Start of Block
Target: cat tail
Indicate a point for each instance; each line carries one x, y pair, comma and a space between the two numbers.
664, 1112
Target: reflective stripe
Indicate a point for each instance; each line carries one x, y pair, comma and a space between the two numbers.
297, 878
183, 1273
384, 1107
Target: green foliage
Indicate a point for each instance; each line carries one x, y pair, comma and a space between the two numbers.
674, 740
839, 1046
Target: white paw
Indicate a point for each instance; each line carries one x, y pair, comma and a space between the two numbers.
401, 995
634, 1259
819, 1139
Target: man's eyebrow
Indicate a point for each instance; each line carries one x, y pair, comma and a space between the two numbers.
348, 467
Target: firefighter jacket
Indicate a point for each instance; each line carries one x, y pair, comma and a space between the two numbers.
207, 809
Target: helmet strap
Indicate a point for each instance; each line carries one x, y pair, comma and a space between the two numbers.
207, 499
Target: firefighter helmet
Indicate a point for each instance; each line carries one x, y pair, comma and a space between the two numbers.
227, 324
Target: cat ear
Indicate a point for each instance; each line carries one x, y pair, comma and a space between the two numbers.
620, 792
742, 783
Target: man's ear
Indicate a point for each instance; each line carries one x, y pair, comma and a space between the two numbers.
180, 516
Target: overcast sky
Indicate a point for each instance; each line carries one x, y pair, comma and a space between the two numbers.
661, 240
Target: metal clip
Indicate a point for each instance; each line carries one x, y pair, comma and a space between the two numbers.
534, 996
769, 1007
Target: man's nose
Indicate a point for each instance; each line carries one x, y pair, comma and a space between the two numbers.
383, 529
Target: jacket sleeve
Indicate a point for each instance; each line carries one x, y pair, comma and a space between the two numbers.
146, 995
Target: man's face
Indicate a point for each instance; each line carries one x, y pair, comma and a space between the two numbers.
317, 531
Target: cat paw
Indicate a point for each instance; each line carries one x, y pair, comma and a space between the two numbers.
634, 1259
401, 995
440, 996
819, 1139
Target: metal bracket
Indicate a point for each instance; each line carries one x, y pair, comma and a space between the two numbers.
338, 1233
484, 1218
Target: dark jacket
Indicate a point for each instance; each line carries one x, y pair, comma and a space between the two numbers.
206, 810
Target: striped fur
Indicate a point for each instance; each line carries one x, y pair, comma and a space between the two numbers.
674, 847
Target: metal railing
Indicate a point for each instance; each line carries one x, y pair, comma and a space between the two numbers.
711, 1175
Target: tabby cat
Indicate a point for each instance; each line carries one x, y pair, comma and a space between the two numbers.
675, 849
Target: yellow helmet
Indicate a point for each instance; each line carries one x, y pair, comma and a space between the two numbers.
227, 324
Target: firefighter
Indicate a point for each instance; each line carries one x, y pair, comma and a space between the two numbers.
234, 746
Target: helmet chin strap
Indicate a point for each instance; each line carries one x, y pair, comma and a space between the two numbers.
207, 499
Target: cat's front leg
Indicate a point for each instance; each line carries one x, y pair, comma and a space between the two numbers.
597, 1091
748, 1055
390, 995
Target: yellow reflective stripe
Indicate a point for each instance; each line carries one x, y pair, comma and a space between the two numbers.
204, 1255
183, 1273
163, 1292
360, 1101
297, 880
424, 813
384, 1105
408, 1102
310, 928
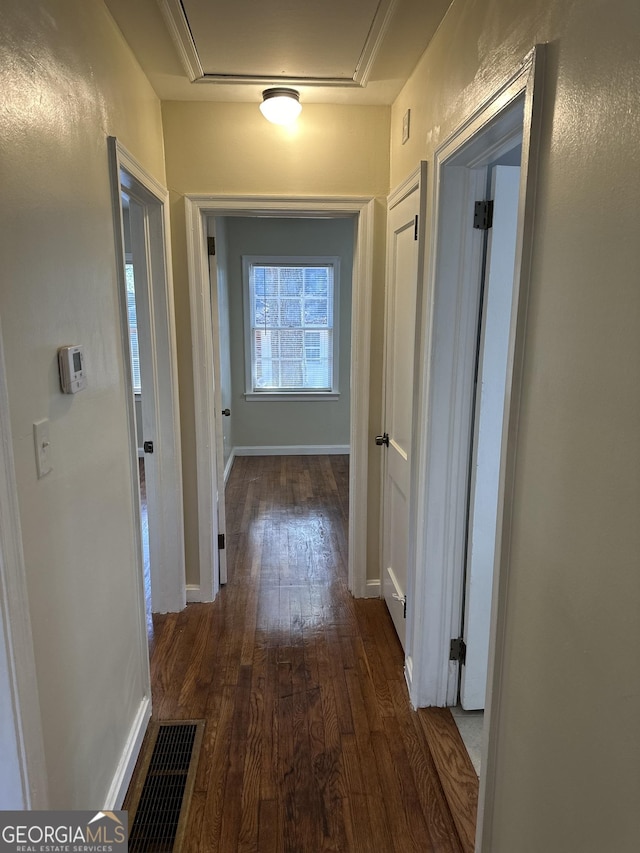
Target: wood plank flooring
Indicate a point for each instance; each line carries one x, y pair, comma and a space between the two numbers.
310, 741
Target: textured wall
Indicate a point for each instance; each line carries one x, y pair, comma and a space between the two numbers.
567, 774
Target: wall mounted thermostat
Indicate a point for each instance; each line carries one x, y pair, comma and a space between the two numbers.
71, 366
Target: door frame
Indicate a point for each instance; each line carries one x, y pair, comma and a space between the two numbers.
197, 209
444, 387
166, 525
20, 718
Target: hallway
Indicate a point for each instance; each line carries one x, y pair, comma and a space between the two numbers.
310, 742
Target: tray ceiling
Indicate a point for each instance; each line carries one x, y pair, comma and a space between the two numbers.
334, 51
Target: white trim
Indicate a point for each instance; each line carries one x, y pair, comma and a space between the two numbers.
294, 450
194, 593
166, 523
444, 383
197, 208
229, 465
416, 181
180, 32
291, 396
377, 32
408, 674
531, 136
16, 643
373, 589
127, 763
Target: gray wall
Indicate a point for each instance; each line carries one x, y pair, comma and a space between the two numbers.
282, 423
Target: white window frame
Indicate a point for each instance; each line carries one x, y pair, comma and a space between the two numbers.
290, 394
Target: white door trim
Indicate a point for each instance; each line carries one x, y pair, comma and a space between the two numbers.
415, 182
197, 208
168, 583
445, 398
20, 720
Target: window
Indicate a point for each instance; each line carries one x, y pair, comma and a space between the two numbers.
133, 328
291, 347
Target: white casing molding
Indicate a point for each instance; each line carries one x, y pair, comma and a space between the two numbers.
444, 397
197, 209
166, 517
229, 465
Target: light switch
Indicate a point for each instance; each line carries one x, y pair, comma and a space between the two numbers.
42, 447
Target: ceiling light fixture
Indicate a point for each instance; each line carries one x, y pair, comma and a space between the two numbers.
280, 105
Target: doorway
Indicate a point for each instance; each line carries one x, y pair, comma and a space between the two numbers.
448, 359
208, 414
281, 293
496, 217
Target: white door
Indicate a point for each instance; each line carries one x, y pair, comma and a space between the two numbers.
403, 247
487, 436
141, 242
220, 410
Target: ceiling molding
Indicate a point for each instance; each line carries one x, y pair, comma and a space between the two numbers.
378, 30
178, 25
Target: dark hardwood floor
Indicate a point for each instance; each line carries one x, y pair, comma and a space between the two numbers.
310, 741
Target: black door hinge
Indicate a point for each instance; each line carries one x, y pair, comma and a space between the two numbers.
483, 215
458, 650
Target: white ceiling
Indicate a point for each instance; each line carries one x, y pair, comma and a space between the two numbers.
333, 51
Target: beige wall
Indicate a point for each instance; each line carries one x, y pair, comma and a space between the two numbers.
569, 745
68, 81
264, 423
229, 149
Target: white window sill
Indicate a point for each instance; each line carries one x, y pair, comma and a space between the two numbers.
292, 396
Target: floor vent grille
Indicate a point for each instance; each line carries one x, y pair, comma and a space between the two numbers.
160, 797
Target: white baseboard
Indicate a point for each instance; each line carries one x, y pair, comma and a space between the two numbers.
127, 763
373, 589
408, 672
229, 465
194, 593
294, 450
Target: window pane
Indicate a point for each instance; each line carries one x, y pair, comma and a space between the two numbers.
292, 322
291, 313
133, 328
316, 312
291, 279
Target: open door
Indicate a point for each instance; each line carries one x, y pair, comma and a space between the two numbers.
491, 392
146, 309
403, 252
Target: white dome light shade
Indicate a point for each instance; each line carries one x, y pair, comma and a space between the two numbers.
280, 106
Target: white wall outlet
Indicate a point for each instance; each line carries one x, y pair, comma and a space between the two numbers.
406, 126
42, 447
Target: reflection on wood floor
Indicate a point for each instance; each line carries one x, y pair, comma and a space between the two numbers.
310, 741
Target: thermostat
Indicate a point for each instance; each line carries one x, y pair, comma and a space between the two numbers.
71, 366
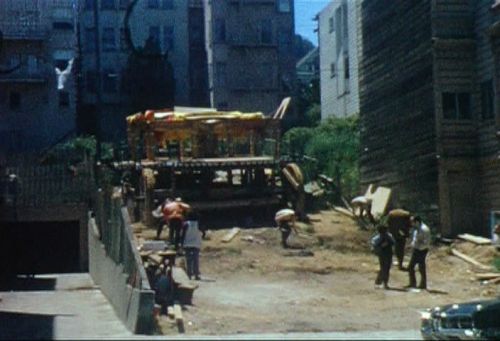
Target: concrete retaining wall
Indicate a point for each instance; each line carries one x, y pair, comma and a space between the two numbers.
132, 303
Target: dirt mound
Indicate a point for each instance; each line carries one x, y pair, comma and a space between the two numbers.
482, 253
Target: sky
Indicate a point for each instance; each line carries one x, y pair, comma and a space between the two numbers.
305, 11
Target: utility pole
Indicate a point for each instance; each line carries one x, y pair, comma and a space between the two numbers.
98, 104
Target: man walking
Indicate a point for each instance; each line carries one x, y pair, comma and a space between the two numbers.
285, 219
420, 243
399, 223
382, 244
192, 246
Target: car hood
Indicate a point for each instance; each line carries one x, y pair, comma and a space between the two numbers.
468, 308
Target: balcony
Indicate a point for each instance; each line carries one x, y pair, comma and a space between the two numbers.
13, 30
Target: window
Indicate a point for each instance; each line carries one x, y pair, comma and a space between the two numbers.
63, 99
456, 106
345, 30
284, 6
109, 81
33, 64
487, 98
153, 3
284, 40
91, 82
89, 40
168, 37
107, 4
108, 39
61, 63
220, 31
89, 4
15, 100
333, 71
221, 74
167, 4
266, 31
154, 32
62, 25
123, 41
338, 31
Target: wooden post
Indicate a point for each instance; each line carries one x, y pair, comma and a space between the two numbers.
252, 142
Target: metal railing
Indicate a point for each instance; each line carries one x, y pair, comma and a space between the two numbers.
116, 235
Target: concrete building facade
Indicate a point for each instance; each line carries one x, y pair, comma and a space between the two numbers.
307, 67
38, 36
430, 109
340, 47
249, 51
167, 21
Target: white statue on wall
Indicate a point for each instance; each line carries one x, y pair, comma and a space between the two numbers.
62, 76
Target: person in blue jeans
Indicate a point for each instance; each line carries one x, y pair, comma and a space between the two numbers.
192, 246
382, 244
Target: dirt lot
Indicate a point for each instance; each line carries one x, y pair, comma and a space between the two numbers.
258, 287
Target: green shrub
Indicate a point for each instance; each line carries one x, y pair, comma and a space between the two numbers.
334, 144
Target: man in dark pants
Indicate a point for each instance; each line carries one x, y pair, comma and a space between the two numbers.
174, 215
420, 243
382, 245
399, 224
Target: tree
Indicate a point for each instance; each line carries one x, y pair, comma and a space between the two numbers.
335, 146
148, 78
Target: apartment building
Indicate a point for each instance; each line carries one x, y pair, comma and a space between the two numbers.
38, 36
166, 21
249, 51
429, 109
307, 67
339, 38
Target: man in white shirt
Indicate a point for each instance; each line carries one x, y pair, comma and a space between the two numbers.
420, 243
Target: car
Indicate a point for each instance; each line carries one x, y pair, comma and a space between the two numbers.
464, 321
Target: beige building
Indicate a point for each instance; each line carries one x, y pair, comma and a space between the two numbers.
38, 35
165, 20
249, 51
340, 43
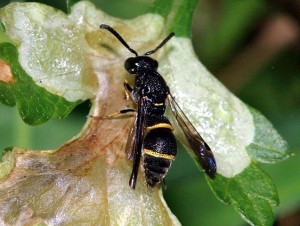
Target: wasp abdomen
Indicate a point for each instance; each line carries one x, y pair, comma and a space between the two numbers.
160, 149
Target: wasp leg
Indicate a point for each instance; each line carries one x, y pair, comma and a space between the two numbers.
End of Block
Start of Block
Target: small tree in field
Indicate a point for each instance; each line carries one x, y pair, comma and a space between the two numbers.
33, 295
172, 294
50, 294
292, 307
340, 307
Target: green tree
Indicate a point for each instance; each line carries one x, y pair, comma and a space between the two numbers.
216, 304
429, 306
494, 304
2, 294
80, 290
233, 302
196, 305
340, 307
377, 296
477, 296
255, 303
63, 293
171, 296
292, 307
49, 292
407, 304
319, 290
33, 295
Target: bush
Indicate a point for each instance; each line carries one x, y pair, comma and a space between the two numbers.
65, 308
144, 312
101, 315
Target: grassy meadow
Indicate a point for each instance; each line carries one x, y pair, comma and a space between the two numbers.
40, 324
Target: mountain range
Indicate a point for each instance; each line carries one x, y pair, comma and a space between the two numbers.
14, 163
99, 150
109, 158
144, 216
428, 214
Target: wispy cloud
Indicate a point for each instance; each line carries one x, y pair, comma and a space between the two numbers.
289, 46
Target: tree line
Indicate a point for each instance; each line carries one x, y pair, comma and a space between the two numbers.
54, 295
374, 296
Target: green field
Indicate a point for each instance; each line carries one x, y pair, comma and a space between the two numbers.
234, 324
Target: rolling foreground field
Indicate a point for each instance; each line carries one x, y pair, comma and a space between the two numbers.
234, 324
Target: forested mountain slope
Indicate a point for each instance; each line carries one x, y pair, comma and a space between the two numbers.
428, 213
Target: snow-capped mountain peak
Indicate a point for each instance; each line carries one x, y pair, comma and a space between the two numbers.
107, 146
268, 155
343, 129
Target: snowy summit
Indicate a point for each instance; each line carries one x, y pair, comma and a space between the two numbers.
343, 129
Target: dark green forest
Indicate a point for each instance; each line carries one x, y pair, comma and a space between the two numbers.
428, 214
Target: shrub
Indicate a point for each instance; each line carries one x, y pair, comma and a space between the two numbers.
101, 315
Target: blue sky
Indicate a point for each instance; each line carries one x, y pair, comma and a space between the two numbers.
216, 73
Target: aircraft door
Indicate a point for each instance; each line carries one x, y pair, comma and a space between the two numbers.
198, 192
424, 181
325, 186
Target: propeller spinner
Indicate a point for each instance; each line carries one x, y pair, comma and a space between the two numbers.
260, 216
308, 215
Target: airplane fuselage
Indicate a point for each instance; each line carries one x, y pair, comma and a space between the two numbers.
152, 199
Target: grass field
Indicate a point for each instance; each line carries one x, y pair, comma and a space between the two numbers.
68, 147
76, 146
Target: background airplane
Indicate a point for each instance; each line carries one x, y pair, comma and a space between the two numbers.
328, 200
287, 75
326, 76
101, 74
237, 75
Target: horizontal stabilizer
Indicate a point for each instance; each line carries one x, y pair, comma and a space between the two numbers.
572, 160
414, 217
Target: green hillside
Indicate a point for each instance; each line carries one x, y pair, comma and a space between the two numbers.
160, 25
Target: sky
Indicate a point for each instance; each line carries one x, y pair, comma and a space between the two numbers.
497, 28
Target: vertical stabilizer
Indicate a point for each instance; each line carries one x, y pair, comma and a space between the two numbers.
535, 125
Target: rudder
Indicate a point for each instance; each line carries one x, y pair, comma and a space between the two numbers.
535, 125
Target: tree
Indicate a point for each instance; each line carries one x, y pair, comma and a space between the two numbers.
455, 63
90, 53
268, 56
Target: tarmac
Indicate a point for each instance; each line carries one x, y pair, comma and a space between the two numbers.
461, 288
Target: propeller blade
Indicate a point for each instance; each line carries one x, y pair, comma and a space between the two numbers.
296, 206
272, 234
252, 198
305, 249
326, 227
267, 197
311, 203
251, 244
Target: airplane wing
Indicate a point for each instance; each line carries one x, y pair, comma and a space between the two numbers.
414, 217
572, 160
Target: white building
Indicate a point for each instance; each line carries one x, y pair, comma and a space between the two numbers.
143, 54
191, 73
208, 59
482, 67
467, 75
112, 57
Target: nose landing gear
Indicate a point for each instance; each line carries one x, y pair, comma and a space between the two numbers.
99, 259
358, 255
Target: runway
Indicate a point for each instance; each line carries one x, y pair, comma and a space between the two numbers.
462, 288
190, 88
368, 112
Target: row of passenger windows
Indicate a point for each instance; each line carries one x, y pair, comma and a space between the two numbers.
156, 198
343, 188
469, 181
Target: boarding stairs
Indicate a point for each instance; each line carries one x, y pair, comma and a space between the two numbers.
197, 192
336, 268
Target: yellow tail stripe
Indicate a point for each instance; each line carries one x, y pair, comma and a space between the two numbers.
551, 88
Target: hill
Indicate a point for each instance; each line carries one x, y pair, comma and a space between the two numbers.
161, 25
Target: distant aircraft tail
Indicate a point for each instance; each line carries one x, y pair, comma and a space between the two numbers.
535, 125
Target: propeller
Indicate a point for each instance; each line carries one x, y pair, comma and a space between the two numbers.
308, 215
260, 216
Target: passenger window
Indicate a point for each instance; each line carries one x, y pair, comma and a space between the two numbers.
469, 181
End of Block
Start of Block
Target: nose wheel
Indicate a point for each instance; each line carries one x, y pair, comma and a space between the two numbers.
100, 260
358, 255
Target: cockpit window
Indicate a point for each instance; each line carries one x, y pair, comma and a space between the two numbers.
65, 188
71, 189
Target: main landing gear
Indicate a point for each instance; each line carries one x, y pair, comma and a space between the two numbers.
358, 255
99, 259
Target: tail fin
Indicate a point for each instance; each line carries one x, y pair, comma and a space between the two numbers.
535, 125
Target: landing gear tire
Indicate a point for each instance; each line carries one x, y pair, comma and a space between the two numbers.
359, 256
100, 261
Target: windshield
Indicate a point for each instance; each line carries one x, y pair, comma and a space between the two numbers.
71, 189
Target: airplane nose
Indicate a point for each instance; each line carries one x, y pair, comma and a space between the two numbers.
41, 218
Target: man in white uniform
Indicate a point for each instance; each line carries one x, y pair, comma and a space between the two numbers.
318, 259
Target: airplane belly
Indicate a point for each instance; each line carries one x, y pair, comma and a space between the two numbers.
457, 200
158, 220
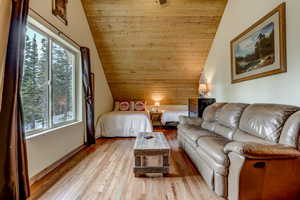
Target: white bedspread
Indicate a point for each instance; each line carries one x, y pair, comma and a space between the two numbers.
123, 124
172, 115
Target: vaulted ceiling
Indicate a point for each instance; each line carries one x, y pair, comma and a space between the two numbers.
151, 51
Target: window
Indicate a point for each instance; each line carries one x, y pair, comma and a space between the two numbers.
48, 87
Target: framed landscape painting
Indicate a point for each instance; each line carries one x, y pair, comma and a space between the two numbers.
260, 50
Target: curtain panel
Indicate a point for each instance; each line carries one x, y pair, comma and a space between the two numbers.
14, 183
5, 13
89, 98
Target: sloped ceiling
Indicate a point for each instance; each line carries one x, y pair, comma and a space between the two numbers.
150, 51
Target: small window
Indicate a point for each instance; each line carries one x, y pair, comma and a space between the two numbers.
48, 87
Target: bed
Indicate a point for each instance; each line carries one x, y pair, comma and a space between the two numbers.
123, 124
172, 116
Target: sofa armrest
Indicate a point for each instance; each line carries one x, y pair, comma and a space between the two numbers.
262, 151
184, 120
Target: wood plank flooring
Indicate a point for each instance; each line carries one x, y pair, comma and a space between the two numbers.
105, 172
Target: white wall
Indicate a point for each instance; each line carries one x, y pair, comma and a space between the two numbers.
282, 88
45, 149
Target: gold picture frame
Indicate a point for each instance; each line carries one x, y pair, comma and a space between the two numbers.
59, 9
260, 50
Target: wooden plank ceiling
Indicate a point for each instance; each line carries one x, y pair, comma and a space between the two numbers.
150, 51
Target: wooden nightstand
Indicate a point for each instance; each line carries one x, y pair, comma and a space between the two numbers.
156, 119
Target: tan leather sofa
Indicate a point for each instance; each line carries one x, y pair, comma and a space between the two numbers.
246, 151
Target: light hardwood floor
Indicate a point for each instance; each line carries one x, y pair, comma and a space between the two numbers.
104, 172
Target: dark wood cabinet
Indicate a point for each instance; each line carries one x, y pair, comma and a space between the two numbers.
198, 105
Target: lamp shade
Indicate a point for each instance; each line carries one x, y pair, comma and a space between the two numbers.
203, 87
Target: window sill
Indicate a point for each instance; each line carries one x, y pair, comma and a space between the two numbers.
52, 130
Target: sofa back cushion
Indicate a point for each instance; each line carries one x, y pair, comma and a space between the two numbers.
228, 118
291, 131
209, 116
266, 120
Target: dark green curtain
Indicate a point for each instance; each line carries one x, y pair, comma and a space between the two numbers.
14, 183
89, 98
End of Block
## [Problem statement]
Consider the material above. Report how many of its lines contain the word "curtain", and nothing more.

## [Result of this task]
2